▶ **Instructions**:
• A. In the passage on contacting sick employees at home below, repeat word for word the stretch from "They are often" through "is ‘probably not’.".
• B. In the passage on contacting sick employees at home, what should an employer send when an absence of more than 7 days lacks a fit note and the employee cannot be reached?
Segment Start: Exercise passage
Contacting sick employees at home
Absence notification procedures are usually the starting point of a good absence management process. The employee’s return to work will signify the end of the procedure but the period in between these events can be a problem area for employers.
They are often unsure of their position in respect of how involved they can become. Keeping in contact with the employee during the absence – and even a face to face visit – is advisable and can clarify many questions.
Absence Notification procedures
Absence notification procedures will normally require employees who are too ill to attend work to inform their employer of their absence and how long they think it might last.
For the first few days of absence, procedures may require notification every day but when absence becomes longer and is supported by a fit note, is daily contact necessary? The answer is ‘probably not’.
However, a sick employee should not be left languishing on absence and employers should take the following measures to keep on top of it:
- Include a provision in employees’ contracts of employment – in the employee handbook or separate absence management policy – reserving the right to make contact with employees who are off sick. They will then know to expect it.
- When employees notify their sickness absence for the first time without giving you the opportunity to personally speak to them e.g. via text or email, reply to say that you will give them a call later to clarify their notification.
- Once absence is certified by a fit note and daily contact from the employee is not needed, arrange to keep in touch possibly once every few days to check in.
- If absence of more than 7 days is not certified by a fit note and you cannot get in touch with the employee, send a letter asking for the employee to get in touch.
- Where absence looks as though it might continue, seek to arrange an informal face to face meeting, sometimes referred to as a welfare meeting. This gives you dedicated time to address issues such as whether there is any support you can offer the sick employee in returning to work, whether their GP has suggested a course of action etc. Suggest the meeting takes place at work, or the employee’s home, or somewhere neutral. Consider allowing the employee to have a companion, though there is no statutory right for this.
- If a GP medical report is to be sought, a letter will need to be sent to the employee asking for consent to this.
- Meetings should then be held as a result of the report to decide the best way forward.
Although these measures are important, the point needs to be made at this stage that reasonable contact during sickness absence is perfectly permissible and a sign of a responsible employer. However, employers need to strike the right balance between acting in the best interests of the business and being a sympathetic manager. Employees may be sensitive or embarrassed about their absence and an appropriate, rather than intrusive, intervention from the employer is needed.
Segment End: Exercise passage
Segment Start: Dataset
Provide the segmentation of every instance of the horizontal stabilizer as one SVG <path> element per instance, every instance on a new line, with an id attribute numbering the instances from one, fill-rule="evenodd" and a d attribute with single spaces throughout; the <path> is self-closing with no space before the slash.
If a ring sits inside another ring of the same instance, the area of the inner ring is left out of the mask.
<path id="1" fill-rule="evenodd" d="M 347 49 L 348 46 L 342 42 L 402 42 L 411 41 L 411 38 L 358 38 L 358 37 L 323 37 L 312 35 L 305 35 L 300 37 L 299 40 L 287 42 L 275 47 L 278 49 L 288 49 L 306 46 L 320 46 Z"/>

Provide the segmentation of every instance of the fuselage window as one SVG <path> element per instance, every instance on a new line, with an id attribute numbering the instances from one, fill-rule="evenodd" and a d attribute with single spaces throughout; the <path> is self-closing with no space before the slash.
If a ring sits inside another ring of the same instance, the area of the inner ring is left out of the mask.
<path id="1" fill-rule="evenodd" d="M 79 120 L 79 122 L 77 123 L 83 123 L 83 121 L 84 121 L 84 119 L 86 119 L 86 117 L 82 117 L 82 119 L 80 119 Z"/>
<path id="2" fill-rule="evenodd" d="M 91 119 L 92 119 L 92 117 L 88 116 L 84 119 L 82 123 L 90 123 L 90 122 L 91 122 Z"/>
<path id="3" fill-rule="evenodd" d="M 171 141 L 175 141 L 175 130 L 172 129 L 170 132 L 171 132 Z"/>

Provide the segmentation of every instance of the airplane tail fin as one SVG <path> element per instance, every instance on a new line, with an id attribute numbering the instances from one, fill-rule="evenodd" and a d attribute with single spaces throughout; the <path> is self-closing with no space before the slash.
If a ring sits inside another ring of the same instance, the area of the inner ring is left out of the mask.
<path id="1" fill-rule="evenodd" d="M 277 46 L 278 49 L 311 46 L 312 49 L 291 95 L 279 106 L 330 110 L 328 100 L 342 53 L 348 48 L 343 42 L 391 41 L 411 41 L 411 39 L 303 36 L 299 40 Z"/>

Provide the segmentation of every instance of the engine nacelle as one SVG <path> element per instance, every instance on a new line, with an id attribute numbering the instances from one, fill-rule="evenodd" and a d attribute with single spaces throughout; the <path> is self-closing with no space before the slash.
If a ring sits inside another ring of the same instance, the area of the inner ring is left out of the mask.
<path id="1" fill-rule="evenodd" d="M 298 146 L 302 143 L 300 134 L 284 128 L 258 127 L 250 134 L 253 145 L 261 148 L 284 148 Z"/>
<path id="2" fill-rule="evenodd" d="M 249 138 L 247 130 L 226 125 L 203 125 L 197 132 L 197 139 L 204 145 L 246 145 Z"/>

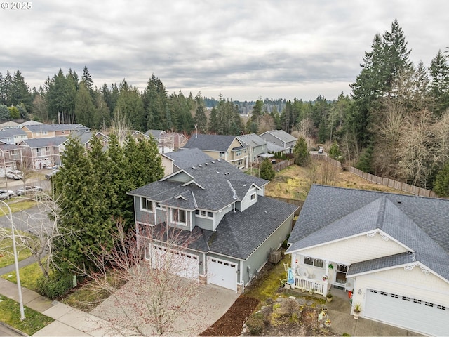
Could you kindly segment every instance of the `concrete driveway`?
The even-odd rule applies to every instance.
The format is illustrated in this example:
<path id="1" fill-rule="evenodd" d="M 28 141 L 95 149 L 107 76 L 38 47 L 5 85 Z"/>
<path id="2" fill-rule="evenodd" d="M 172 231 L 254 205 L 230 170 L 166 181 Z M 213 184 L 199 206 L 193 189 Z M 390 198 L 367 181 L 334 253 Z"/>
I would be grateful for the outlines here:
<path id="1" fill-rule="evenodd" d="M 192 284 L 192 286 L 199 286 L 199 291 L 194 298 L 189 300 L 188 308 L 192 308 L 189 315 L 180 315 L 172 322 L 174 327 L 173 331 L 167 331 L 167 335 L 171 336 L 199 336 L 208 327 L 218 320 L 229 308 L 234 304 L 239 294 L 232 290 L 226 289 L 213 284 L 197 285 L 194 282 L 182 277 L 175 277 L 176 282 L 185 282 Z M 126 292 L 129 284 L 123 286 L 119 291 Z M 182 296 L 182 293 L 176 294 L 177 290 L 173 288 L 175 296 Z M 176 300 L 175 299 L 174 300 Z M 176 303 L 174 303 L 175 306 Z M 136 305 L 139 307 L 139 305 Z M 128 311 L 128 310 L 127 310 Z M 128 311 L 123 312 L 123 308 L 117 307 L 112 298 L 107 299 L 94 310 L 91 311 L 91 315 L 102 318 L 109 322 L 114 322 L 117 319 L 116 323 L 123 322 L 124 316 L 135 317 L 135 315 L 142 314 L 141 310 L 136 312 Z M 130 329 L 130 326 L 127 326 Z M 156 331 L 149 324 L 146 326 L 140 326 L 141 331 L 147 336 L 155 336 Z M 110 331 L 114 334 L 114 331 Z"/>

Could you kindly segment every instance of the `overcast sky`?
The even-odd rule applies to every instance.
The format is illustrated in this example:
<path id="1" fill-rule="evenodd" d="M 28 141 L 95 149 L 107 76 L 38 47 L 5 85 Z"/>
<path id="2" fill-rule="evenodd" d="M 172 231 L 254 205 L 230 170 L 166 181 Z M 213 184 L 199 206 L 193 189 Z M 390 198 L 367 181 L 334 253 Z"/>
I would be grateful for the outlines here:
<path id="1" fill-rule="evenodd" d="M 86 65 L 98 86 L 126 79 L 143 90 L 154 74 L 169 94 L 332 100 L 351 93 L 394 19 L 415 64 L 449 46 L 447 0 L 0 2 L 0 72 L 20 70 L 30 88 Z"/>

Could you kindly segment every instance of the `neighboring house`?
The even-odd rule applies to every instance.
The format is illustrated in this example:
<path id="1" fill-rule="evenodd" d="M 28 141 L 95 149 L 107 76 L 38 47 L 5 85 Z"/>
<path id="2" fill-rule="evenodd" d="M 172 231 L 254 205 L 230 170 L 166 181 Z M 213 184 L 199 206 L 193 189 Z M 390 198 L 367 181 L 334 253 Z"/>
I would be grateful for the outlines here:
<path id="1" fill-rule="evenodd" d="M 22 125 L 22 130 L 29 139 L 68 136 L 73 132 L 88 132 L 91 129 L 82 124 L 32 124 Z"/>
<path id="2" fill-rule="evenodd" d="M 248 168 L 248 149 L 235 136 L 195 133 L 184 148 L 199 149 L 213 159 L 223 159 L 237 168 Z"/>
<path id="3" fill-rule="evenodd" d="M 17 145 L 27 138 L 27 133 L 18 128 L 6 128 L 0 130 L 0 142 Z"/>
<path id="4" fill-rule="evenodd" d="M 0 141 L 0 177 L 6 176 L 8 171 L 22 167 L 22 149 L 19 146 Z"/>
<path id="5" fill-rule="evenodd" d="M 175 137 L 173 133 L 167 133 L 163 130 L 148 130 L 147 137 L 153 137 L 157 143 L 160 153 L 171 152 L 175 150 Z"/>
<path id="6" fill-rule="evenodd" d="M 22 140 L 19 146 L 24 165 L 36 170 L 60 165 L 67 140 L 67 137 L 52 137 Z"/>
<path id="7" fill-rule="evenodd" d="M 145 258 L 151 261 L 152 254 L 166 250 L 163 240 L 155 243 L 145 235 L 147 230 L 168 225 L 197 237 L 187 250 L 170 251 L 189 270 L 180 266 L 177 275 L 243 292 L 290 233 L 297 207 L 264 197 L 267 180 L 224 159 L 209 158 L 193 166 L 180 159 L 174 162 L 184 168 L 128 193 Z"/>
<path id="8" fill-rule="evenodd" d="M 288 242 L 295 287 L 351 291 L 362 317 L 448 335 L 449 200 L 313 185 Z"/>
<path id="9" fill-rule="evenodd" d="M 264 132 L 259 136 L 267 142 L 281 146 L 286 150 L 286 153 L 292 153 L 297 138 L 283 130 L 272 130 Z"/>
<path id="10" fill-rule="evenodd" d="M 103 145 L 103 148 L 106 149 L 107 147 L 107 141 L 109 138 L 107 136 L 102 133 L 100 131 L 97 131 L 95 133 L 92 132 L 76 132 L 72 134 L 72 137 L 78 138 L 79 143 L 81 143 L 85 150 L 91 150 L 91 142 L 92 141 L 92 137 L 96 137 L 100 139 L 100 141 Z"/>
<path id="11" fill-rule="evenodd" d="M 268 152 L 267 142 L 255 133 L 238 136 L 237 139 L 243 146 L 248 147 L 248 164 L 258 162 L 260 158 L 273 157 L 267 153 Z"/>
Segment End: Dataset
▶ **Solutions below**:
• A.
They are often unsure of their position in respect of how involved they can become. Keeping in contact with the employee during the absence – and even a face to face visit – is advisable and can clarify many questions.
Absence Notification procedures
Absence notification procedures will normally require employees who are too ill to attend work to inform their employer of their absence and how long they think it might last.
For the first few days of absence, procedures may require notification every day but when absence becomes longer and is supported by a fit note, is daily contact necessary? The answer is ‘probably not’.

• B. A letter asking the employee to get in touch.